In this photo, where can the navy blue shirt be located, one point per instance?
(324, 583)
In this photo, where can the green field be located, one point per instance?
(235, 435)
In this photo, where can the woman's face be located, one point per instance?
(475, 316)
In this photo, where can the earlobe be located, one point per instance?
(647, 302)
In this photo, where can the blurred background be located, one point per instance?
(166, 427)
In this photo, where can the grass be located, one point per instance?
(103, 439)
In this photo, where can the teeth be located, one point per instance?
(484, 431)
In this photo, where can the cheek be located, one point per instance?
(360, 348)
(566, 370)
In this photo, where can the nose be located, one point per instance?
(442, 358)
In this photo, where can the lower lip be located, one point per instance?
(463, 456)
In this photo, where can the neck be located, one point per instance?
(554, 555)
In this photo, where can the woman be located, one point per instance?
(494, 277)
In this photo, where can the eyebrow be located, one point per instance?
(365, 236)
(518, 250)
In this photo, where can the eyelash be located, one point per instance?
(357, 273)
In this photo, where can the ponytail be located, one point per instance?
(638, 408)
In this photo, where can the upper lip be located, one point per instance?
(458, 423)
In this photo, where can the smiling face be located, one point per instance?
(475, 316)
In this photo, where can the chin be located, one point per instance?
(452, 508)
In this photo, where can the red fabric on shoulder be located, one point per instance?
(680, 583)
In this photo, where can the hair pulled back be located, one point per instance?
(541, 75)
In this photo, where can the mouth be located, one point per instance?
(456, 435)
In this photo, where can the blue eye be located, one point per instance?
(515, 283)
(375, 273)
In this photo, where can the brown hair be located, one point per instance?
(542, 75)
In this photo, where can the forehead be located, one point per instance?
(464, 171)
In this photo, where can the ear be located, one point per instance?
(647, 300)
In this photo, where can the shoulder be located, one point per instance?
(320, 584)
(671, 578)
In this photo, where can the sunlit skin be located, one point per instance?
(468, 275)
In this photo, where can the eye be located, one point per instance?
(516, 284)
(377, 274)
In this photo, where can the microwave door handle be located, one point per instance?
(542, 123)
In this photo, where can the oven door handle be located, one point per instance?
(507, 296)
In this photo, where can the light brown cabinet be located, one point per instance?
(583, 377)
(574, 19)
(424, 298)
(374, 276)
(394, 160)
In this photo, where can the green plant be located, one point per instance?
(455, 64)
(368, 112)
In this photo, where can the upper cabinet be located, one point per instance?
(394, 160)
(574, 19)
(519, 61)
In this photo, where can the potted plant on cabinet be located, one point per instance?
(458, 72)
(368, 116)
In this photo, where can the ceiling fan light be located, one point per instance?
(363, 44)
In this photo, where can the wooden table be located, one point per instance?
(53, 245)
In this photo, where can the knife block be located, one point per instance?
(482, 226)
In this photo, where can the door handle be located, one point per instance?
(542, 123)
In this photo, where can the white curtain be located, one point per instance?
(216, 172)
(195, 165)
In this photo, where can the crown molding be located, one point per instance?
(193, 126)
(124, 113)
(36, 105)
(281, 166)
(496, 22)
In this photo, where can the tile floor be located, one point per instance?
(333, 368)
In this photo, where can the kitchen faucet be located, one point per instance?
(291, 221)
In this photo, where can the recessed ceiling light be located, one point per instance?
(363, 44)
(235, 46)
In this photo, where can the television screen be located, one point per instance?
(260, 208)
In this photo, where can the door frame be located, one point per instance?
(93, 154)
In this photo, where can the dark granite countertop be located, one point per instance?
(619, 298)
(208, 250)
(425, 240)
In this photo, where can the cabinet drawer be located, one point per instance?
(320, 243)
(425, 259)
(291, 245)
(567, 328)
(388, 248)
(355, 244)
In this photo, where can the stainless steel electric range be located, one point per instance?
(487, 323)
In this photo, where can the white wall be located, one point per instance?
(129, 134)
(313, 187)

_Problem to work on_.
Add 137 to every number in the point coordinates, and write out again the stretch from the line containing "In this photo, where can the stainless" through the end of the records, requests included.

_Task output_.
In this photo, where can the stainless steel electric range be located, one point per instance?
(624, 460)
In this photo, where can the white wall be located, one point per instance?
(266, 271)
(450, 324)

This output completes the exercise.